▸ Pasaje mostrado
========================

Hombre que le cuestiona a Dios que no impida a los hombres hacer el mal y que no garantice la inocencia. Un hombre para el que, como señala en El hombre rebelde, «Lo importante no es entonces remontarse a la raíz de las cosas; puesto que el mundo es lo que es, hay que saber cómo comportarse, sobre todo cuando uno no cree ni en Dios ni en la razón» (Camus, 1965, p. 1008). Pese a esta declaración categórica, a mi entender, hay en Camus un espíritu profundamente religioso, latente bajo su reiterado rechazo de la existencia de Dios y la negación de una esperanza de vida después de la muerte, y esas manifestaciones son simples expresiones de la angustia que le genera aquello que no puede comprender con el intelecto.

Su existencia está signada por la búsqueda constante de la felicidad para la que, desde niño, cree nacido al hombre. Una felicidad inocente, primigenia, libre de mal y culpa, de allí que sostenga: «Si busco en lo más profundo de mi ser lo que más me marcó toda mi vida, es mi pasión por la felicidad» (Camus, 1985, p. 233), y señale, como reafirmación de su amor a la vida y de su fuerza vital «No tenemos tiempo de ser nosotros mismos. Sólo tenemos tiempo de ser felices» pues «no existe una felicidad sobrehumana ni eternidad fuera de la curva de los días» (Camus, 1962, p. 105).

La idea de alcanzar la felicidad, aquí y ahora, es, en su criterio, un deber del ser para consigo mismo, un deseo que no puede implicar culpa ni remordimiento. A esa busca van unidos el cuestionamiento de una realidad que encuentra absurda y la resistencia a la injusticia, de allí que, en su obra, la posición de resistencia acompañe la denuncia contra la humillación del hombre y apele, insistentemente, a los sentimientos de compasión y solidaridad, al crear, en aquellas, espejos fieles de la condición humana tal como fue vivida por el hombre, en el siglo xx.

========================

▸ Extracto de origen
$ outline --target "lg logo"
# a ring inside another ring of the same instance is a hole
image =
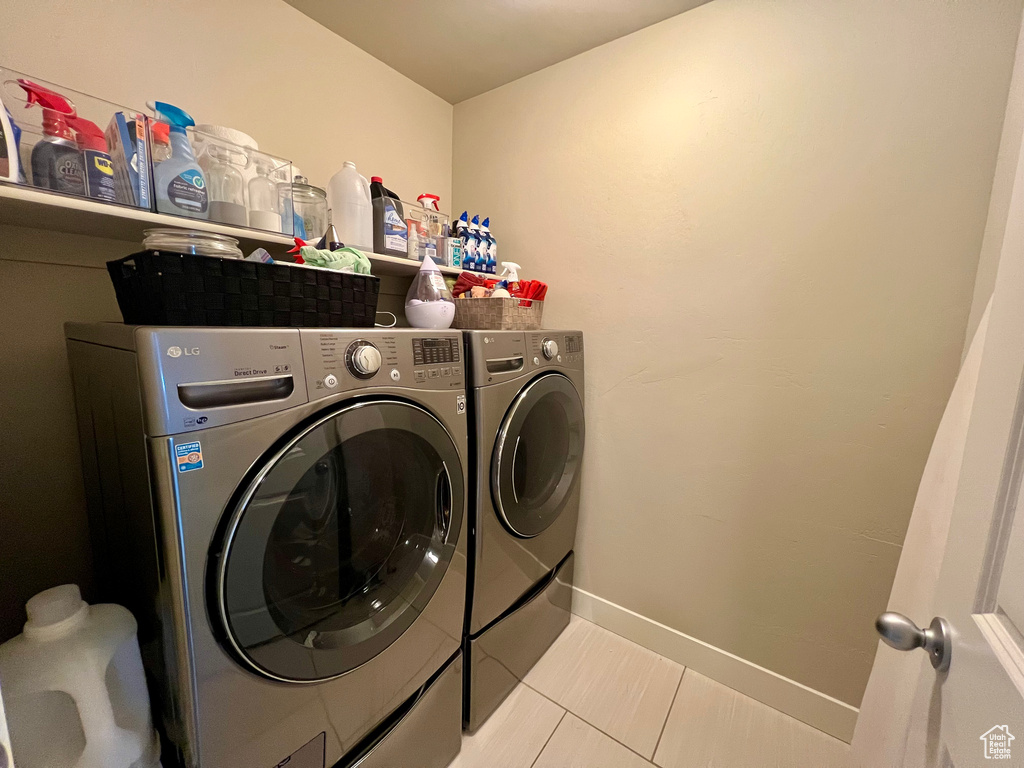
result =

========================

▸ El ejercicio
Por favor, indica qué es, según el pasaje sobre Camus, la idea de alcanzar la felicidad aquí y ahora. Las líneas no hacen falta para resolver la tarea.

▸ Resultado
Es un deber del ser para consigo mismo, un deseo que no puede implicar culpa ni remordimiento.